>> BEGIN

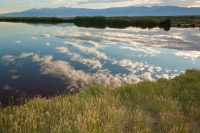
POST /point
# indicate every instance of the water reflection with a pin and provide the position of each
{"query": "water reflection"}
(50, 60)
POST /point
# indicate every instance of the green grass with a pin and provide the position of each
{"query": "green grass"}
(163, 106)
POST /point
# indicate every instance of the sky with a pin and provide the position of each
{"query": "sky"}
(7, 6)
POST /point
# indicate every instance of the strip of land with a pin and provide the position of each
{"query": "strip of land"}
(176, 21)
(162, 106)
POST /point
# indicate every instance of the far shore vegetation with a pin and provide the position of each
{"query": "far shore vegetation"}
(164, 22)
(164, 106)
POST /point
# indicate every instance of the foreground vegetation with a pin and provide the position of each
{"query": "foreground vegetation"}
(164, 22)
(163, 106)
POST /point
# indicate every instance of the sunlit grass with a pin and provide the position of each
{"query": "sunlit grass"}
(162, 106)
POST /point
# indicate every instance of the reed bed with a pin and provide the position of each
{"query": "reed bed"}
(162, 106)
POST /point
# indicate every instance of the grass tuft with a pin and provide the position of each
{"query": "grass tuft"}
(162, 106)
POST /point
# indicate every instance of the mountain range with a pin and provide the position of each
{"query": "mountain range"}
(117, 11)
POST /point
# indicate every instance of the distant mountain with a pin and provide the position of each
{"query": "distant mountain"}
(118, 11)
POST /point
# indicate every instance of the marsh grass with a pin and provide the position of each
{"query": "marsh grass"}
(163, 106)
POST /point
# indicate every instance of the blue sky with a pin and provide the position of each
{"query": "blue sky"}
(21, 5)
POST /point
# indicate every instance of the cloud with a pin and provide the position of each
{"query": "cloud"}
(15, 77)
(93, 64)
(148, 42)
(8, 58)
(24, 55)
(146, 50)
(18, 41)
(12, 57)
(87, 50)
(48, 43)
(7, 87)
(190, 54)
(33, 38)
(46, 35)
(79, 79)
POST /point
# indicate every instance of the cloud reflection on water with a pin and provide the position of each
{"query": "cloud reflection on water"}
(102, 51)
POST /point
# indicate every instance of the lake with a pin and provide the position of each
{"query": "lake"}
(48, 60)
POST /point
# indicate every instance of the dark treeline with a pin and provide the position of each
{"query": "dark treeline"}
(165, 24)
(120, 22)
(97, 21)
(46, 20)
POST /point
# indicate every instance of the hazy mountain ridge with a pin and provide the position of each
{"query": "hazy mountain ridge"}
(117, 11)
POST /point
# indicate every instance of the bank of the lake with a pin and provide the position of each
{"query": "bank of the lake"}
(114, 22)
(161, 106)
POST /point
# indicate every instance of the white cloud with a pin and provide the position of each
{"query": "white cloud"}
(15, 77)
(87, 50)
(46, 35)
(18, 41)
(93, 64)
(190, 54)
(146, 50)
(7, 87)
(8, 58)
(33, 38)
(48, 43)
(78, 79)
(24, 55)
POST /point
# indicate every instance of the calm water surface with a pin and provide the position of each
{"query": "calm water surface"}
(48, 60)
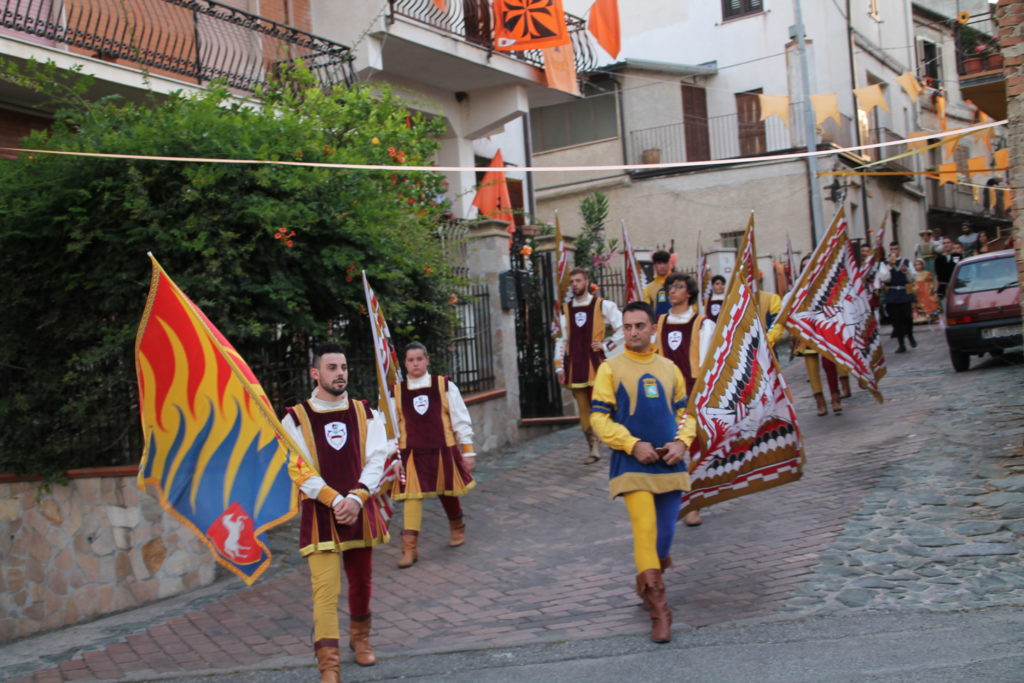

>> END

(WORK REQUIRED) Show each line of the records above that contains the word "water".

(TASK RESULT)
# indicate every instance of the water reflection with a pin and provide the position of each
{"query": "water reflection"}
# indicate every instance of the cloud reflection on water with a pin and provide the position of each
{"query": "cloud reflection on water"}
# indicate every instance of the calm water surface with a pin and provide the position of each
{"query": "calm water surface"}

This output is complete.